* _What you need to do_
Please update the passage on O'Grady's fashion career by writing it out again, beginning at the words "O'Grady first gained" and stopping after "Courier-Mail in 2012.", with "ABC News" swapped for "the Australian Broadcasting Corporation".

* _Text excerpt_
O'Grady earned a degree in womenswear from the London College of Fashion, graduating in 2023.

His designs have appeared in international fashion publications including Dazed, SHOWstudio, 10 Magazine, and Acne Paper, where model Alek Wek wore his work. Actress Natasha Lyonne was photographed wearing one of his designs in Marie Claires June 2025 cover story. In 2025, O'Grady designed an outfit for singer Chappell Roan to wear in the music video for her single "The Subway".

He has been profiled in Vogue Australia and other fashion media, discussing his design practice and influences. In 2024, he was shortlisted for the British Vogue × BMW Future Creators competition. The following year, he was selected as a Vogue Vanguard designer and invited by Vogue Australia and the Australian Fashion Council to present pieces from his collection at the closing event of Australian Fashion Week 2025.

He was also cited by stylist Genesis Webb in a 2025 Nylon (magazine) feature as one of her favourite emerging designers to watch. That same year, his debut collection was profiled in Rain magazine in a feature exploring his inspirations and creative process.

O'Grady first gained attention in 2016, when he won the Australian Wool Fashion Awards at age 15. He was later named the 2018 Australian Young Designer of the Year and Brisbane's 2019 Young Citizen of the Year. His early work was profiled by ABC News in 2018 and previously covered in The Courier-Mail in 2012.

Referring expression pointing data
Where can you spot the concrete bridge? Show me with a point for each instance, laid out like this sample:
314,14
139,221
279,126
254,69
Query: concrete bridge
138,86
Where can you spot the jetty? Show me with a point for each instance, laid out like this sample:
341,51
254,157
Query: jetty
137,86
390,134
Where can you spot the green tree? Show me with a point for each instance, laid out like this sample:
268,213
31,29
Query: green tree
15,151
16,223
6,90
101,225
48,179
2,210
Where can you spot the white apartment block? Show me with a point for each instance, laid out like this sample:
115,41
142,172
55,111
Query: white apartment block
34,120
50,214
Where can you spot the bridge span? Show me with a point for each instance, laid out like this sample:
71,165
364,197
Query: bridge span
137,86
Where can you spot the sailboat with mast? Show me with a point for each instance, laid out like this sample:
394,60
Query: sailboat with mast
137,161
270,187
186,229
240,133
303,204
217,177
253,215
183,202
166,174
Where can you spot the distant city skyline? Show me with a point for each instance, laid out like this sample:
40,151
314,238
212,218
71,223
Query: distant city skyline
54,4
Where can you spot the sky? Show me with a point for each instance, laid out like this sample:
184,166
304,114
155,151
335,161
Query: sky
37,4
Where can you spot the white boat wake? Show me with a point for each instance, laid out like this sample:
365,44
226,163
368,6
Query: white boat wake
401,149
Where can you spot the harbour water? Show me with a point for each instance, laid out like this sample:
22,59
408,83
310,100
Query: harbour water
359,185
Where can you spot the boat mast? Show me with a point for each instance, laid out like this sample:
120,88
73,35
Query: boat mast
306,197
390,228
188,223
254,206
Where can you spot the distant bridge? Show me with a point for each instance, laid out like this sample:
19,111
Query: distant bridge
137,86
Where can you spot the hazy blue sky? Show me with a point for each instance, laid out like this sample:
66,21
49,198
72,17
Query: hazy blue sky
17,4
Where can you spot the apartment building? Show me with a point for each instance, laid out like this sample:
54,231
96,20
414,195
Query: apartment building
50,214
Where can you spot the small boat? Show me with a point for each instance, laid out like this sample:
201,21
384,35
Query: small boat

* _Reply to the task_
O'Grady first gained attention in 2016, when he won the Australian Wool Fashion Awards at age 15. He was later named the 2018 Australian Young Designer of the Year and Brisbane's 2019 Young Citizen of the Year. His early work was profiled by the Australian Broadcasting Corporation in 2018 and previously covered in The Courier-Mail in 2012.